EXERCISE PROMPT: Reproduce the listing below word for word, from the line containing "Where in this photo can the white apron" through the end of the listing, including both of those lines.

SUPPLIED RECORDS:
[Start]
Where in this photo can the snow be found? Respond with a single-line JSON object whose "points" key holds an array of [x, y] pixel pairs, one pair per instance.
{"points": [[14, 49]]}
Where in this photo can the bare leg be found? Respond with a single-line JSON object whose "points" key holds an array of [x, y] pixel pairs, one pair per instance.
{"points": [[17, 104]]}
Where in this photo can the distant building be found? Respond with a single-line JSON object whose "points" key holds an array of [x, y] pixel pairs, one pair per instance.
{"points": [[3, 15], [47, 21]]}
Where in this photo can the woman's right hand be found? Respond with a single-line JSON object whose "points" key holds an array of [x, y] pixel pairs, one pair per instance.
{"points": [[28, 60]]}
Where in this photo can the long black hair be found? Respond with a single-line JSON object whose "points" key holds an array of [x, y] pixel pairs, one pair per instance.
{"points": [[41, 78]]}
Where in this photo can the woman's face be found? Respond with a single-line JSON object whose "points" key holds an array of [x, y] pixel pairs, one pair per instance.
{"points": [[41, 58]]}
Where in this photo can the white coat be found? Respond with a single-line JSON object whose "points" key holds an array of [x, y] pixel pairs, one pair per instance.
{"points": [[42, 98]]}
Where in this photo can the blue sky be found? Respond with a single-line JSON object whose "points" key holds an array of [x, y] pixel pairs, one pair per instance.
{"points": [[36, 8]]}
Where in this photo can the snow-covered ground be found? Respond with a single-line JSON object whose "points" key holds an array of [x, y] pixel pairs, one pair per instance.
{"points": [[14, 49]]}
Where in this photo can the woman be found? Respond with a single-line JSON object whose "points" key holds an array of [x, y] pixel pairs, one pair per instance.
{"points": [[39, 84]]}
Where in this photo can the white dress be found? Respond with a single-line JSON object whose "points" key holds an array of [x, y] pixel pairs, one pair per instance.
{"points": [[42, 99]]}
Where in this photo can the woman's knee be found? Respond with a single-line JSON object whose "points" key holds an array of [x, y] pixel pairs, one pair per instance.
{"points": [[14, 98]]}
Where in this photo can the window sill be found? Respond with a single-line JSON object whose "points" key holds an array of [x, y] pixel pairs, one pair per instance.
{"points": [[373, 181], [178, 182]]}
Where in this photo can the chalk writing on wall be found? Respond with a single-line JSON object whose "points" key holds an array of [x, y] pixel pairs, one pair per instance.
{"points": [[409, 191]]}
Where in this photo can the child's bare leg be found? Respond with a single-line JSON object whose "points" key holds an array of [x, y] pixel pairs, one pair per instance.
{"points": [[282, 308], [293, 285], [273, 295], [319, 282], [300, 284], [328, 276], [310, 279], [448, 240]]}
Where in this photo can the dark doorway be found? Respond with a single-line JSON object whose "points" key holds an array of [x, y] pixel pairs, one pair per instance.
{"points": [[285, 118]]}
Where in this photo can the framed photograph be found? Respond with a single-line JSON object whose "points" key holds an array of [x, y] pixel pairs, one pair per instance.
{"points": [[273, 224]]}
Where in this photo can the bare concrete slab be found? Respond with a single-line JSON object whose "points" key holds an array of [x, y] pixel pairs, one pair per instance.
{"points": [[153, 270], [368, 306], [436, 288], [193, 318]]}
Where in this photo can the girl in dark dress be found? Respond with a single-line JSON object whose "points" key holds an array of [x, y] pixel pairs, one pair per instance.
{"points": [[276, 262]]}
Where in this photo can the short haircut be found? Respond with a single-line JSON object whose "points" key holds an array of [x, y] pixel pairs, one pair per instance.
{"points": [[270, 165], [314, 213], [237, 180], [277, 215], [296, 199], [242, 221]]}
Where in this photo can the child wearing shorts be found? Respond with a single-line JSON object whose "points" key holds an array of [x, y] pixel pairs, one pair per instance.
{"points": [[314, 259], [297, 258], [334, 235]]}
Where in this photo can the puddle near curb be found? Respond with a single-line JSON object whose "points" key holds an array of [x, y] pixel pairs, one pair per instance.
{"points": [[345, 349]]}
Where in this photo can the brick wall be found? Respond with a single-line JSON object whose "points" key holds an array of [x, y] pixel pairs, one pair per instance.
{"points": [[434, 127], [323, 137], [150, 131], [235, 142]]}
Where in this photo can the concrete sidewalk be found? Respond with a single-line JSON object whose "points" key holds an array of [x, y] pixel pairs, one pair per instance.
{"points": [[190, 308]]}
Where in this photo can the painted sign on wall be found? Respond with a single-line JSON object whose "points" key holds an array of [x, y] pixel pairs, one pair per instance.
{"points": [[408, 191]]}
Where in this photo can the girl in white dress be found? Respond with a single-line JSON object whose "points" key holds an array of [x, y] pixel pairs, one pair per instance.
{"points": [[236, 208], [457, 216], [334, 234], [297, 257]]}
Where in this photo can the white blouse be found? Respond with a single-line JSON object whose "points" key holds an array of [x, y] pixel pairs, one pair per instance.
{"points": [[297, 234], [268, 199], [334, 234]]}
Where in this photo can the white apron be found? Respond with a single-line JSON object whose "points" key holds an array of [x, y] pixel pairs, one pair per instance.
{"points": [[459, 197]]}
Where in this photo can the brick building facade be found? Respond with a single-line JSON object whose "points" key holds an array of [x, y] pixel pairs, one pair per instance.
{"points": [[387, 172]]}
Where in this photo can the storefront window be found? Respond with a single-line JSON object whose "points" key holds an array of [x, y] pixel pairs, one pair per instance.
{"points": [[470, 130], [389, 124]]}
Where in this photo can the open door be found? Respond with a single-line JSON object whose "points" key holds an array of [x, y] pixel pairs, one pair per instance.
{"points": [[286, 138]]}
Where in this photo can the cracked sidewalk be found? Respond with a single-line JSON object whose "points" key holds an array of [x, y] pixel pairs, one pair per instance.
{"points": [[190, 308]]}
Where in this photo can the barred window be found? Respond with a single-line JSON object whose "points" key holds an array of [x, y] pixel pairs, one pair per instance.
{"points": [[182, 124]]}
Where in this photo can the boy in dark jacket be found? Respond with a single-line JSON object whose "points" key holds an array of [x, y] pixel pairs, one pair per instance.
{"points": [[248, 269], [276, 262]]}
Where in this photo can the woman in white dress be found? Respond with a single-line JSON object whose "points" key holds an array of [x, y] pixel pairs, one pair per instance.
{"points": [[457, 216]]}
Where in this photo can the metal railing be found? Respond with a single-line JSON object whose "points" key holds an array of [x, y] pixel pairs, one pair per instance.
[End]
IN RESPONSE:
Where in this photo can the white apron be found? Respond with a single-line JSON object whose "points" key holds an array of [x, y] pixel pairs, one pair per instance.
{"points": [[459, 197]]}
Where in this photo can the brick building facade be found? Respond with a single-line JSON object whose "points" key holds an array of [x, y] pixel pairs, one pair per instance.
{"points": [[387, 172]]}
Where in this photo can the storefront window be found? Respond with a single-line JSON object whose "points" key holds an array of [x, y] pixel pairs, one pair per instance.
{"points": [[470, 130], [389, 124]]}
Where in this photo can the open door be found? Respond with a single-line JSON object whose "points" key holds an array of [x, y] pixel pairs, one pair per instance.
{"points": [[286, 138]]}
Where in this photo can the cracked sidewalk be found? Respond with a single-line JSON object whose "points" key holds an array of [x, y] pixel pairs, one pair per instance.
{"points": [[190, 308]]}
Where in this photo can the barred window be found? Respond with a single-line JSON object whose "points" key holds an array of [x, y] pixel pairs, one pair per instance.
{"points": [[182, 124]]}
Where in this photo can the boy in dark jacket be found? Respond with a single-line JSON object whose "points" key holds an array of [x, y] pixel pairs, one pair per instance.
{"points": [[248, 269], [276, 262]]}
Where in this photo can the woman in white dress be found? Respond with a single-line JSON object whose "points" key holds an array of [x, y] pixel pairs, one pair per instance.
{"points": [[457, 216]]}
Where in this photo can the metal railing be found? Respond with a single-line JSON object whose "points" key holds an array of [x, y] pixel pairs, one pair per instance.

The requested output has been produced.